- _RECORDS SUPPLIED_
^^^^^^^^

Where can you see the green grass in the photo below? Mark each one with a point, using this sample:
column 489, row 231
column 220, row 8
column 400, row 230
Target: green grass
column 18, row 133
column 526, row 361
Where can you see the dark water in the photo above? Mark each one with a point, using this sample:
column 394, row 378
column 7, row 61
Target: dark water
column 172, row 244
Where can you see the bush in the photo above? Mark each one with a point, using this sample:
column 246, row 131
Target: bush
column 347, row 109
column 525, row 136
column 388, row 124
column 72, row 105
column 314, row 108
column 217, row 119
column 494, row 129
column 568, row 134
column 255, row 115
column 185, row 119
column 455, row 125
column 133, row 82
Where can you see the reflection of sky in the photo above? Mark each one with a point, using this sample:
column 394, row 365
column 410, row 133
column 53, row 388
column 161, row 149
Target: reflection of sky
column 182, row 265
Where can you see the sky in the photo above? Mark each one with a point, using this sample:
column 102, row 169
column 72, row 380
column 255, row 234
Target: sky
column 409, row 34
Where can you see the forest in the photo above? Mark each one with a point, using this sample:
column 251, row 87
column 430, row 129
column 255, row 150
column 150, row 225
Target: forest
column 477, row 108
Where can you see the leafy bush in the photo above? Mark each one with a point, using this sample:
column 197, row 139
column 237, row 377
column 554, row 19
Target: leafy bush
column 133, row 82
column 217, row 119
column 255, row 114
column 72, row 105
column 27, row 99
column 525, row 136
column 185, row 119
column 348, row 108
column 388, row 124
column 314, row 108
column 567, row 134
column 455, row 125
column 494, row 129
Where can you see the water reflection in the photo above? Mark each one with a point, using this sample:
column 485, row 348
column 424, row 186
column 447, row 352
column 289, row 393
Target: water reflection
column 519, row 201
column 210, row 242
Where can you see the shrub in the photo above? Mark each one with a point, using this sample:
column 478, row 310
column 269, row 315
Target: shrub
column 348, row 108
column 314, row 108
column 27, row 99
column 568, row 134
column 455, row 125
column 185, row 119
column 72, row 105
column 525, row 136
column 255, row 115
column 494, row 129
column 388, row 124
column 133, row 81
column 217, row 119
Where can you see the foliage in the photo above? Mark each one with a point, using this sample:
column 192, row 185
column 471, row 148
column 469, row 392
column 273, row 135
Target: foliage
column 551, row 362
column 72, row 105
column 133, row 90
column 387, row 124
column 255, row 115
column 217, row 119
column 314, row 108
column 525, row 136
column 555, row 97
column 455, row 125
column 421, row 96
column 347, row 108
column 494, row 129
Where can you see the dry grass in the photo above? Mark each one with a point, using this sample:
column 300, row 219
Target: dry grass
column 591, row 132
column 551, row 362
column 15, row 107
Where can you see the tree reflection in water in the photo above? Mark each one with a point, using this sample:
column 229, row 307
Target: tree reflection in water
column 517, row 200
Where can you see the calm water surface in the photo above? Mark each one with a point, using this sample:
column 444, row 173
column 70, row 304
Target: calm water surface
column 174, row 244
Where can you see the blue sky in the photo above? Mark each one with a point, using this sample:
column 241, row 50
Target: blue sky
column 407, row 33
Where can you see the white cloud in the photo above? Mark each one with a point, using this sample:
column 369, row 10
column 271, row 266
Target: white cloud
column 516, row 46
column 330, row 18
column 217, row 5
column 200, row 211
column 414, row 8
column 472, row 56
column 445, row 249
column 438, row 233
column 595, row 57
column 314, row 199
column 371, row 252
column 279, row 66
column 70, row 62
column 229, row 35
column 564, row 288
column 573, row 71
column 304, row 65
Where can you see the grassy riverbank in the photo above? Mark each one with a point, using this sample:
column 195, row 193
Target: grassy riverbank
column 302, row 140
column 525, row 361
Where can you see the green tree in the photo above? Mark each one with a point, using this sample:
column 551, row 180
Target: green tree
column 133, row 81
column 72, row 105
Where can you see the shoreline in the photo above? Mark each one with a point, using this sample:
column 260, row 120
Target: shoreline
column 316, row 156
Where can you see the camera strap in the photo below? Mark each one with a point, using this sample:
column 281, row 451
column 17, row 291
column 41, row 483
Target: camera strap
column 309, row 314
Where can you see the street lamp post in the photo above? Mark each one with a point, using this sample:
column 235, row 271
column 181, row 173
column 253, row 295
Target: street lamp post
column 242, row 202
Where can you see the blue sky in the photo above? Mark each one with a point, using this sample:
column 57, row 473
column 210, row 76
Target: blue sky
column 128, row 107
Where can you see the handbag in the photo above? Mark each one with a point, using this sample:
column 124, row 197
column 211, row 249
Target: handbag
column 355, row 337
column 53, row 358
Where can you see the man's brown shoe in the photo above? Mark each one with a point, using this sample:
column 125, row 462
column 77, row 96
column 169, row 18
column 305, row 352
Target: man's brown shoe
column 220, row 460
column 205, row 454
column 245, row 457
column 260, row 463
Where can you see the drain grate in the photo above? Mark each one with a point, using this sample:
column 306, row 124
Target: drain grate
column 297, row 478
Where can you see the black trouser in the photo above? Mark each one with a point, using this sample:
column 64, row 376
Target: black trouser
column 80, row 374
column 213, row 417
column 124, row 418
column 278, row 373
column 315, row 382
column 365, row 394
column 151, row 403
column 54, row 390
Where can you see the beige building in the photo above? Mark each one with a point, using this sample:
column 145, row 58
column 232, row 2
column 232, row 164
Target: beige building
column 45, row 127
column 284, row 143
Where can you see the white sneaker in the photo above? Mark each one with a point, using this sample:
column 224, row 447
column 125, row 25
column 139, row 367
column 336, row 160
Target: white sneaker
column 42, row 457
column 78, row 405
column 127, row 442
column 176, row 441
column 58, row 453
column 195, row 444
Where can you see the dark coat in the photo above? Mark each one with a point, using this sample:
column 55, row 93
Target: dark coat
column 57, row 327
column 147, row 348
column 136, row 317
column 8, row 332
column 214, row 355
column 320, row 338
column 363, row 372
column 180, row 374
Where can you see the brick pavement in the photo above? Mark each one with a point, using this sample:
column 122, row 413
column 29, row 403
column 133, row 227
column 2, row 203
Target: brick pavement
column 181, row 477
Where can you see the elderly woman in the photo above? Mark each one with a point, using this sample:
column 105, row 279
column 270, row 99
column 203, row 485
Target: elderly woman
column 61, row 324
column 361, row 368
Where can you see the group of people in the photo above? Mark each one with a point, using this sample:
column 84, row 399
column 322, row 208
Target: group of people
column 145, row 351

^^^^^^^^

The required output is the stretch of entries above from the line containing "Where can you see the foliage" through the line containing "column 273, row 135", reproduced exactly.

- _ANSWER TO THE PROBLEM_
Where can you see the foliage in the photo above? Mark each one with a point, using this sample:
column 192, row 185
column 471, row 148
column 469, row 392
column 273, row 135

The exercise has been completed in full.